GOAL: Can you copy the data below word for word, from its very beginning through the line with "[198,70,299,154]", keeping both ends and leaving the pictures out?

THE INPUT:

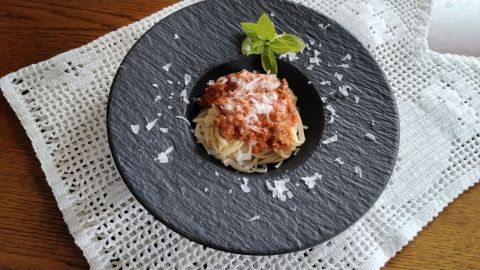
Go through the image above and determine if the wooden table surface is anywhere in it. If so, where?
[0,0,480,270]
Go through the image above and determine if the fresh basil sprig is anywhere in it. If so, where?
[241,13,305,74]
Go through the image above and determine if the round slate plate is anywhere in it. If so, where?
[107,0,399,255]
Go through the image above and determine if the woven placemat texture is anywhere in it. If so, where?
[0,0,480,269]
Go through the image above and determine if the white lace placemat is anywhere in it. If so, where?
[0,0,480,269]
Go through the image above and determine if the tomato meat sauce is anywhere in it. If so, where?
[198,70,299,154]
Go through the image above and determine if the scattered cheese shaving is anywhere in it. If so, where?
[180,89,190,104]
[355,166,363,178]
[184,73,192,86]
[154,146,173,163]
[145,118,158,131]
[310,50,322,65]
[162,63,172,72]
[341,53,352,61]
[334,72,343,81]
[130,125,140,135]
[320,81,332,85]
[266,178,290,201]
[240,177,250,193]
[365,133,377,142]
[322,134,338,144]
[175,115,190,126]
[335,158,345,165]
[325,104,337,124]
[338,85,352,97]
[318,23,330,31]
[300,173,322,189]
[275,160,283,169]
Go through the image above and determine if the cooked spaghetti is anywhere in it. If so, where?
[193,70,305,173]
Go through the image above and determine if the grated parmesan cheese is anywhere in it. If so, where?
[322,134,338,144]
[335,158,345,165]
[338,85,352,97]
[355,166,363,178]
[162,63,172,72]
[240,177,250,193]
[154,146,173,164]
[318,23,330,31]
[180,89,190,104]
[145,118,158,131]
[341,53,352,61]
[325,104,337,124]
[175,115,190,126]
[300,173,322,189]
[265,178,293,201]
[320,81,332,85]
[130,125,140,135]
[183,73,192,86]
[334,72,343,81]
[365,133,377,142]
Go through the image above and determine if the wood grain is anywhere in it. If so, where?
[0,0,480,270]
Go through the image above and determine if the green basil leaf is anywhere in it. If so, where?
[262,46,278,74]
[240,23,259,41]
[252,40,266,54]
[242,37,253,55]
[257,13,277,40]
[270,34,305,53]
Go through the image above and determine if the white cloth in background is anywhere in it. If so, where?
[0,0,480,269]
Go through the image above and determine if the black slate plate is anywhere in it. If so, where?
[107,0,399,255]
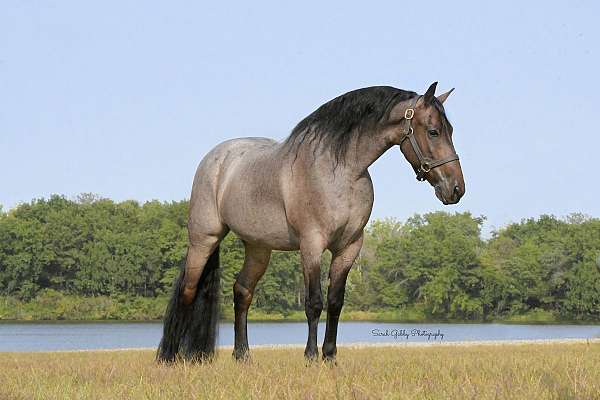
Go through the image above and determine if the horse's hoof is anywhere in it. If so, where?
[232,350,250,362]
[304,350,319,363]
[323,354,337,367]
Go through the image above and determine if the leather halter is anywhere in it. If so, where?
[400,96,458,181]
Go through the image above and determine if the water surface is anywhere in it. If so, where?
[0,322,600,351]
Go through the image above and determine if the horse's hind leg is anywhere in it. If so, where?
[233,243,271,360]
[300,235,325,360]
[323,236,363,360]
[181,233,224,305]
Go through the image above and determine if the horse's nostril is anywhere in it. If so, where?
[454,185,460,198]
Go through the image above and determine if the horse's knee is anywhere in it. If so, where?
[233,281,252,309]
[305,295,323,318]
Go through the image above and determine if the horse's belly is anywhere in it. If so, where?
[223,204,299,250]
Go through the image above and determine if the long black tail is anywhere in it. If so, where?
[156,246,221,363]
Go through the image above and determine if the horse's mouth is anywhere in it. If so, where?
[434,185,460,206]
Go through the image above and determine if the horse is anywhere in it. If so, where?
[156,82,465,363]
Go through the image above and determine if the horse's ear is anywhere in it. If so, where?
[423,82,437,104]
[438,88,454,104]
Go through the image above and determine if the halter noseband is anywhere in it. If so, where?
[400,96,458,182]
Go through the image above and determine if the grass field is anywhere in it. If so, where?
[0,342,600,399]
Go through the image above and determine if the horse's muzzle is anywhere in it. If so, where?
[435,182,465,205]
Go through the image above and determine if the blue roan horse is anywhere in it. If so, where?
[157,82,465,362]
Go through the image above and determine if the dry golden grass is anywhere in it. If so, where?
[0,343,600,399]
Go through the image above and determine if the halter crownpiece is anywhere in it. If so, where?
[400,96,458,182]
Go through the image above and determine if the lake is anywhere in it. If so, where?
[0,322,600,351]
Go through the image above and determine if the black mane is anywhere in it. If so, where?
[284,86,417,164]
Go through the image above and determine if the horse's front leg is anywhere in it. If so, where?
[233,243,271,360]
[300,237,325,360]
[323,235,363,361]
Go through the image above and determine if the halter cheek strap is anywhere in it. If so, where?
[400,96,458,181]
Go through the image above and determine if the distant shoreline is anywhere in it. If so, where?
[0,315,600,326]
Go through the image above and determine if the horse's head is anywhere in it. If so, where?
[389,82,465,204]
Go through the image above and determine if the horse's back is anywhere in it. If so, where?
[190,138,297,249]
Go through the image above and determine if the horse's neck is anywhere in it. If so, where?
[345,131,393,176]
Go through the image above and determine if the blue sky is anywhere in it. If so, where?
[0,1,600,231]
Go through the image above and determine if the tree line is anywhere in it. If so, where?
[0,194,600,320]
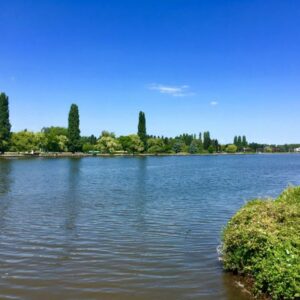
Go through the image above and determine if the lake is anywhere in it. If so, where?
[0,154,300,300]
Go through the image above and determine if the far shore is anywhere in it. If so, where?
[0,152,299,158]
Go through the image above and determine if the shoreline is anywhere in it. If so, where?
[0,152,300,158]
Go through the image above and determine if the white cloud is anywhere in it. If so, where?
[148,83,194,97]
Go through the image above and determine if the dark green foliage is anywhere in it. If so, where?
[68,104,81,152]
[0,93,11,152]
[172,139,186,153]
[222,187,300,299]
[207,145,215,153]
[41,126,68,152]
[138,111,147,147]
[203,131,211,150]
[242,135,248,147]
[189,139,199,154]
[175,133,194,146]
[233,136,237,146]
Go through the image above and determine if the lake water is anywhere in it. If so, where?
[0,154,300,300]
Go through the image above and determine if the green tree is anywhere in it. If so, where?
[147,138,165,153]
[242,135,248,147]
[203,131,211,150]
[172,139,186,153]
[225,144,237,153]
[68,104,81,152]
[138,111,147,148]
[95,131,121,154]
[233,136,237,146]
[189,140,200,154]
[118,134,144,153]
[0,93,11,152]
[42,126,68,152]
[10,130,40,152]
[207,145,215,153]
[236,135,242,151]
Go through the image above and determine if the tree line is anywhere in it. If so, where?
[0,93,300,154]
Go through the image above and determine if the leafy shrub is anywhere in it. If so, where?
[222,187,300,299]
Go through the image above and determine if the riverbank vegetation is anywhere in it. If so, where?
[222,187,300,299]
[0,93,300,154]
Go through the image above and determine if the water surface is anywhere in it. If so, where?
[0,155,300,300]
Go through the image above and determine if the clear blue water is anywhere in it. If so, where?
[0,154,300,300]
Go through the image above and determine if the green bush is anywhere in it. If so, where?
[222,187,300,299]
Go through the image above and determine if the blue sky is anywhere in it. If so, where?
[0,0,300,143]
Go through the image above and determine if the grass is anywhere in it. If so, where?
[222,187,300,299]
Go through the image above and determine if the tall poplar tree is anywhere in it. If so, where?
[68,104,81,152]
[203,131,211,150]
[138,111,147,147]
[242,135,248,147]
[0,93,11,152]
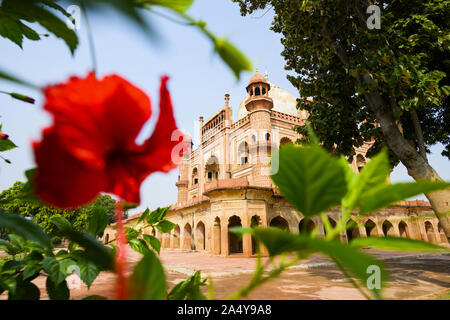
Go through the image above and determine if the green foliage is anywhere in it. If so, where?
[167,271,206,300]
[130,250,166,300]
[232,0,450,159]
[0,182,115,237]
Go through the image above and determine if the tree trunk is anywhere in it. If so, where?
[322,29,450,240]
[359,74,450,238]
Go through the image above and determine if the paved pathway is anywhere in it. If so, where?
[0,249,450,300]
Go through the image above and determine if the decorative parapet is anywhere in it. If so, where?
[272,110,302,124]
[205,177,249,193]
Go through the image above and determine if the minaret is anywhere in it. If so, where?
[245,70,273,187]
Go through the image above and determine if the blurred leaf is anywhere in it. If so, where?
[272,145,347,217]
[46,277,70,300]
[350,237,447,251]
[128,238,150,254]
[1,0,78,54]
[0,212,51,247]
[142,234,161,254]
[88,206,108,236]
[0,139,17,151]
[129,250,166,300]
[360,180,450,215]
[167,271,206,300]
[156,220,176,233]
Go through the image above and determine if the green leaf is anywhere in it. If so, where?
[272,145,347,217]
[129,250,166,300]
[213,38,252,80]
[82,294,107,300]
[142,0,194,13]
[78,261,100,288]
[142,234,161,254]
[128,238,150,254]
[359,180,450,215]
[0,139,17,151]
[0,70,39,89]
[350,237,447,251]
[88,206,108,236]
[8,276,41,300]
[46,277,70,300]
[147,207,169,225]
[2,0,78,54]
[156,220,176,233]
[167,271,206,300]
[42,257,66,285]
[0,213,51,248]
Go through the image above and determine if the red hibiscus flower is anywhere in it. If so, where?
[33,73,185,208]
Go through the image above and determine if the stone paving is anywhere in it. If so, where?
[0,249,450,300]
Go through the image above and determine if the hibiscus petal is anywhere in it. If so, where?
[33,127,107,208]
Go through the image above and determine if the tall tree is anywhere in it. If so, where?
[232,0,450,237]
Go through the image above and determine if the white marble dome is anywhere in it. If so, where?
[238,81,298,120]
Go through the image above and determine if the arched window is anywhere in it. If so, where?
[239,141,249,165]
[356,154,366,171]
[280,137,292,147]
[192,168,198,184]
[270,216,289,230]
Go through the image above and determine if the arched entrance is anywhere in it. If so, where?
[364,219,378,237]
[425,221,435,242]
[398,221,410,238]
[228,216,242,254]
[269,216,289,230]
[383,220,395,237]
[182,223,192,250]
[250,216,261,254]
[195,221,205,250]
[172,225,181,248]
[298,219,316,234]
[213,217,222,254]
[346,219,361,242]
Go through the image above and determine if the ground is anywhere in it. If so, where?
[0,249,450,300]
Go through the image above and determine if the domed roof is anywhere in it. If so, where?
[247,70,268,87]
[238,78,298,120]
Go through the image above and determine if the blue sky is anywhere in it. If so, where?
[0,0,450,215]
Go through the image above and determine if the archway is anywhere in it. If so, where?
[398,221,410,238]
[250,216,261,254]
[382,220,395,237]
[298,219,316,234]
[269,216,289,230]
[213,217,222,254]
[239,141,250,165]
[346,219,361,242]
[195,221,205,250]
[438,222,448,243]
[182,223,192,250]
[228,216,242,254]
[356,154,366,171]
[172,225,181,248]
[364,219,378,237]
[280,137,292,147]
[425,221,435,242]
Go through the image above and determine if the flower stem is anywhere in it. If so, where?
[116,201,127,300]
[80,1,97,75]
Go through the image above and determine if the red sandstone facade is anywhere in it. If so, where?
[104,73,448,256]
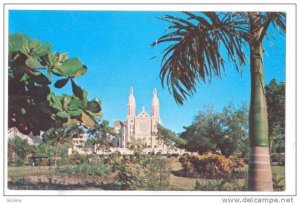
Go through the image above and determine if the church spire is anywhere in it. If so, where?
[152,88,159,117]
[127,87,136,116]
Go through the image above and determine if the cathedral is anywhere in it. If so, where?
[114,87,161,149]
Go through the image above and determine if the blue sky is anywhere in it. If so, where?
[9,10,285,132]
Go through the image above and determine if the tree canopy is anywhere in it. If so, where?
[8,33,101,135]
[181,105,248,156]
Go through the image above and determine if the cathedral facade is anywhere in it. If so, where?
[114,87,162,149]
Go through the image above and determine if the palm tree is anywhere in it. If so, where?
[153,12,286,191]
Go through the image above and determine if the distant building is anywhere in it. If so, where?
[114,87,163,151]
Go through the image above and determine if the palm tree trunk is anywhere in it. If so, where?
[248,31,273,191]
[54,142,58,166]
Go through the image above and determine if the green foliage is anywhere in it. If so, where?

THE COMPLETED TASK:
Go through the image above and determine if the wooden table surface is anywhere in it. If so, where?
[0,0,480,270]
Go through the image above and determine if the fresh basil sprig is anywhere in it. If so, where?
[241,13,305,74]
Go through the image above and determine if the round slate plate is anywhere in it. If so, where?
[107,0,399,255]
Go through the image above and determine if the woven placemat texture is anywhere in it. If so, where?
[0,0,480,269]
Go through the image above and determine if the white lace placemat is anywhere in it. If so, where?
[0,0,480,269]
Go through the image above and determine if the tomato meat sauce is anywhere in it. If so, where?
[198,70,299,154]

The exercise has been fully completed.